[Saved data entries]
- - - - - - -

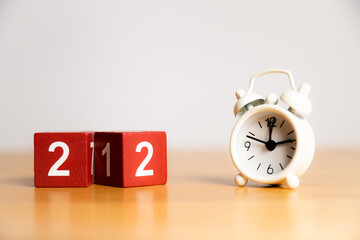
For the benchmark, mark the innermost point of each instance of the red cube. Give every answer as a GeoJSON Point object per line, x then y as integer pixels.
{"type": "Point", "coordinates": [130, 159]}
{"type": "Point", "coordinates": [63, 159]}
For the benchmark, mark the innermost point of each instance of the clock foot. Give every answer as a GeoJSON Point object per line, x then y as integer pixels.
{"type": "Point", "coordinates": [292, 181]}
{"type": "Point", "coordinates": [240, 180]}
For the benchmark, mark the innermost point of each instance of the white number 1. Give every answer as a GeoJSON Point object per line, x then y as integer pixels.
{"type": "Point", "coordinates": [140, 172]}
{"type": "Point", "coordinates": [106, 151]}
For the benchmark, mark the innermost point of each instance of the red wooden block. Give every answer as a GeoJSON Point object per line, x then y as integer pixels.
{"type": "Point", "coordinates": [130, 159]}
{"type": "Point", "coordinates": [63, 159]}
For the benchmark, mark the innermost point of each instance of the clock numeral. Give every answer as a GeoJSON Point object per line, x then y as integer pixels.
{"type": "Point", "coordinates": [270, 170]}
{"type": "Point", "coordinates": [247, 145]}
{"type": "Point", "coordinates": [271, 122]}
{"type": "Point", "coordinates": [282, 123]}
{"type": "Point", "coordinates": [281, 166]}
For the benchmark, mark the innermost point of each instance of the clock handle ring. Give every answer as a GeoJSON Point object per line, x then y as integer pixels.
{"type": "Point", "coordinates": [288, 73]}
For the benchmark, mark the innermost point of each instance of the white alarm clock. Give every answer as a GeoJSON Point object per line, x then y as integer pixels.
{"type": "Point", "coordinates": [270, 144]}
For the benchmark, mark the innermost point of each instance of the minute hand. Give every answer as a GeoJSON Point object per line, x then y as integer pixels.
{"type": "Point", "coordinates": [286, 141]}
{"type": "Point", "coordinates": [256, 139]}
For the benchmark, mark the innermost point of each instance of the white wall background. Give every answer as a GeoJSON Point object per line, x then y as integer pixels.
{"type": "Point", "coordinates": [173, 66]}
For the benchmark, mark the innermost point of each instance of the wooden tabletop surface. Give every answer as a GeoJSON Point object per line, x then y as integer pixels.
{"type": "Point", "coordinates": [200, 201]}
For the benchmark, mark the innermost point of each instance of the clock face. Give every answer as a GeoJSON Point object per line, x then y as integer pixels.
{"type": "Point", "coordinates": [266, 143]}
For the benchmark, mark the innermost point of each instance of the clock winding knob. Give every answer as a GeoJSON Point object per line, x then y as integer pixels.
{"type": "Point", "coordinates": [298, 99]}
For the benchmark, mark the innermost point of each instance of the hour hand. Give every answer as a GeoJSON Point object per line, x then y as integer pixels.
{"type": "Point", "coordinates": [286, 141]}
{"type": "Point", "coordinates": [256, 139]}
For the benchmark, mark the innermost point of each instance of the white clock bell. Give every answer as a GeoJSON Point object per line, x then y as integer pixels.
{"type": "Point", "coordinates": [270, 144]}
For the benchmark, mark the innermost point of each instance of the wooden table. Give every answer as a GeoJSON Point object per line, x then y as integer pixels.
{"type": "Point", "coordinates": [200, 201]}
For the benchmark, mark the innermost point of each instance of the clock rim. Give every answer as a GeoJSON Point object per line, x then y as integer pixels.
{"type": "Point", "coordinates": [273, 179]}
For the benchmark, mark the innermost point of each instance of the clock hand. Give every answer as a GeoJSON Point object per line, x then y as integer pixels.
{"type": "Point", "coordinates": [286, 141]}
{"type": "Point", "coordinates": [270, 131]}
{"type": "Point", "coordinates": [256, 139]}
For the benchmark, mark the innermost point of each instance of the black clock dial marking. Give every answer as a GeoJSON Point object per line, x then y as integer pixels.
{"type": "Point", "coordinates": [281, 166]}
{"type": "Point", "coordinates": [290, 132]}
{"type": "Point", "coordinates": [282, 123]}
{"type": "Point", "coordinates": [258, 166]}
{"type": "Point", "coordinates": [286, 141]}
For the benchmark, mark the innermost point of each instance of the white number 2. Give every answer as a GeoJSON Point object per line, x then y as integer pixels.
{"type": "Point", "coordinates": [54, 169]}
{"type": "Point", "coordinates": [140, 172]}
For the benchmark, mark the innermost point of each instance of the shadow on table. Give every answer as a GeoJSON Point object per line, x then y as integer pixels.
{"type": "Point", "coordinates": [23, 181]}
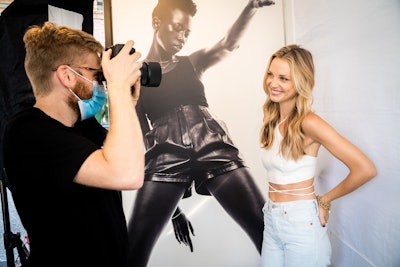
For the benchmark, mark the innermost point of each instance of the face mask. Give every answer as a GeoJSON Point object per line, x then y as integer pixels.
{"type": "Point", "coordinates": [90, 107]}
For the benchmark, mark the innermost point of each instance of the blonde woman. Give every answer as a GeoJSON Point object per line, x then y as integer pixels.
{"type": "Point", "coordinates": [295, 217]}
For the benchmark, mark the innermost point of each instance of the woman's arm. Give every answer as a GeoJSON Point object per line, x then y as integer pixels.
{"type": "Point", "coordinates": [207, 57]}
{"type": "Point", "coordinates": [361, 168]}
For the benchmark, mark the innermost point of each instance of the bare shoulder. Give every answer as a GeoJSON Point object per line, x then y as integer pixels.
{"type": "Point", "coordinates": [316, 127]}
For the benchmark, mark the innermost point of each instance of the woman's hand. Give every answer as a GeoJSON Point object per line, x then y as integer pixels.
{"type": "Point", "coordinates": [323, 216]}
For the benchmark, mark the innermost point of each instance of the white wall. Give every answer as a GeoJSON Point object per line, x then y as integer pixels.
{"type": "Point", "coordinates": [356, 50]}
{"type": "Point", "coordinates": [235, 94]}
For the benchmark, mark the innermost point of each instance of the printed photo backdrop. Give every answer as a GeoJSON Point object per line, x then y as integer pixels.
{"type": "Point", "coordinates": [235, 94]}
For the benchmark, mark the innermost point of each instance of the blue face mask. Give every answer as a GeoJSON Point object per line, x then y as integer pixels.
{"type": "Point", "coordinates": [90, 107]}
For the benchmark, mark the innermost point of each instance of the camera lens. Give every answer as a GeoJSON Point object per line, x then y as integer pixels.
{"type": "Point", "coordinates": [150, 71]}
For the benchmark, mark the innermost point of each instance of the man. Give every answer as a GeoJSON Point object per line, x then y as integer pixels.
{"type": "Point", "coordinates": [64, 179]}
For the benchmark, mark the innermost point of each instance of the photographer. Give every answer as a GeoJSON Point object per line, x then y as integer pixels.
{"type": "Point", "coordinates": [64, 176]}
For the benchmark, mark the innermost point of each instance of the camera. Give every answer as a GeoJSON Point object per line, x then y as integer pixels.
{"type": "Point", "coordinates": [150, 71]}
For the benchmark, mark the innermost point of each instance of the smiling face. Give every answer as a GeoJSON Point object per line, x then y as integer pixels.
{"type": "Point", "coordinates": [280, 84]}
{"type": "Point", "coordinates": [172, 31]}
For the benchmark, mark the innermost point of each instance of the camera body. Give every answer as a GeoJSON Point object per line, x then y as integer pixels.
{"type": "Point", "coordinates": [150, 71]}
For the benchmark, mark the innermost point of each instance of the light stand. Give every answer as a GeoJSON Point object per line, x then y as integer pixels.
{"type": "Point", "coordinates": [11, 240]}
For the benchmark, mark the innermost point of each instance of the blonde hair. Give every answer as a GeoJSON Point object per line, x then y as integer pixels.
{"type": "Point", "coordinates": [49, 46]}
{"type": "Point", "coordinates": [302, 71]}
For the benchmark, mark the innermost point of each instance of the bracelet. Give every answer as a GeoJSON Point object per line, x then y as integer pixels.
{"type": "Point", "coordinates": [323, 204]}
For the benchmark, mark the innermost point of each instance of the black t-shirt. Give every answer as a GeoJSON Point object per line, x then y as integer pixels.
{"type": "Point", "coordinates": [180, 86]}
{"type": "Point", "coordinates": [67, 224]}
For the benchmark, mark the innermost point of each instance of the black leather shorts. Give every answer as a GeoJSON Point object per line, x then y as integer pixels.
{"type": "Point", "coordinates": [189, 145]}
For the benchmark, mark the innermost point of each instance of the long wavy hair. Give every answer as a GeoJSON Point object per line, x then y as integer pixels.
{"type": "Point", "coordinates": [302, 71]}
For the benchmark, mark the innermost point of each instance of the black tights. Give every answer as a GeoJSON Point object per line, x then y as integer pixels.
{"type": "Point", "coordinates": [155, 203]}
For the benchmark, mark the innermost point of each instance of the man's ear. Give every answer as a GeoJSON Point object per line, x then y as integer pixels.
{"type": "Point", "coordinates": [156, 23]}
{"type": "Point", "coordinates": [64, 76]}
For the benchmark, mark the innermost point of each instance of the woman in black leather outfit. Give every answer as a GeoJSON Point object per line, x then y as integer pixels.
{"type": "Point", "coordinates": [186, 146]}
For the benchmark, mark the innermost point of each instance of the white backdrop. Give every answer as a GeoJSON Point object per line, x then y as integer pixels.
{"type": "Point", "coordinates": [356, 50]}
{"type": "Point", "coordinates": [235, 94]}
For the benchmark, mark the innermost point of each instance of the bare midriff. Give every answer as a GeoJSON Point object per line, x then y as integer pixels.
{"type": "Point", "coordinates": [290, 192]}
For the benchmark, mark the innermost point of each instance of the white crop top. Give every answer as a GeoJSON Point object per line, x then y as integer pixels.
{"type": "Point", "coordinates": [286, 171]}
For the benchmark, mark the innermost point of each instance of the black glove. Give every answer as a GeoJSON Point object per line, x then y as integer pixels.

- - - - - - -

Job ▸ In the listing above, find the line with "the black t-shirt." and set down that line and all after it exactly, through the final line.

Answer ▸
For the benchmark, mark the innermost point of each instance of the black t-shirt. Give every answer as a GeoJSON Point object per line, x then y as integer pixels.
{"type": "Point", "coordinates": [180, 86]}
{"type": "Point", "coordinates": [67, 224]}
For the benchmark, mark the innermost point of each instance of the black leather shorts. Give every answer as a GeoJSON Point object per line, x then y as integer pixels.
{"type": "Point", "coordinates": [189, 145]}
For the benchmark, mark the innermost point of each instance of the long wavy hair. Give every answer as a GeoJSON Point object per line, x then y as integer pixels.
{"type": "Point", "coordinates": [302, 71]}
For the benchmark, mark the innermost point of each instance of the black tights. Give every answer as a GeoJSON Point object per line, x then y as integer pixels.
{"type": "Point", "coordinates": [155, 203]}
For the benchmark, mark the innermost point of each instance of the man's ear. Give every answer as a GeoJSON Point object per line, x then y as integer pixels.
{"type": "Point", "coordinates": [156, 23]}
{"type": "Point", "coordinates": [64, 76]}
For the benchmark, mark the innermost point of each instance of the woman in black leather outfit. Give every answer as a GeoJSON Point object per line, x then y as integer pixels.
{"type": "Point", "coordinates": [186, 146]}
For the benchmark, mark the innermost point of each instance of the white backdrop. Give every answer as a GeoJSON Point object per line, x then y as integer pixels.
{"type": "Point", "coordinates": [356, 50]}
{"type": "Point", "coordinates": [235, 94]}
For the benchmark, mark the innermost point of each instance of the bare midriff. Give every answer as a GeoJSON Point object per line, x then y as integer pixels.
{"type": "Point", "coordinates": [290, 192]}
For the benchmark, mark the innermost point of each instance of the white crop top. Give every answer as a GeoJSON Point object per line, x then y as integer pixels.
{"type": "Point", "coordinates": [286, 171]}
For the benchmark, mark the innermost point of each instance of the black glove. Give every answer as a GeoJSON Point object per line, x then y as integer pixels.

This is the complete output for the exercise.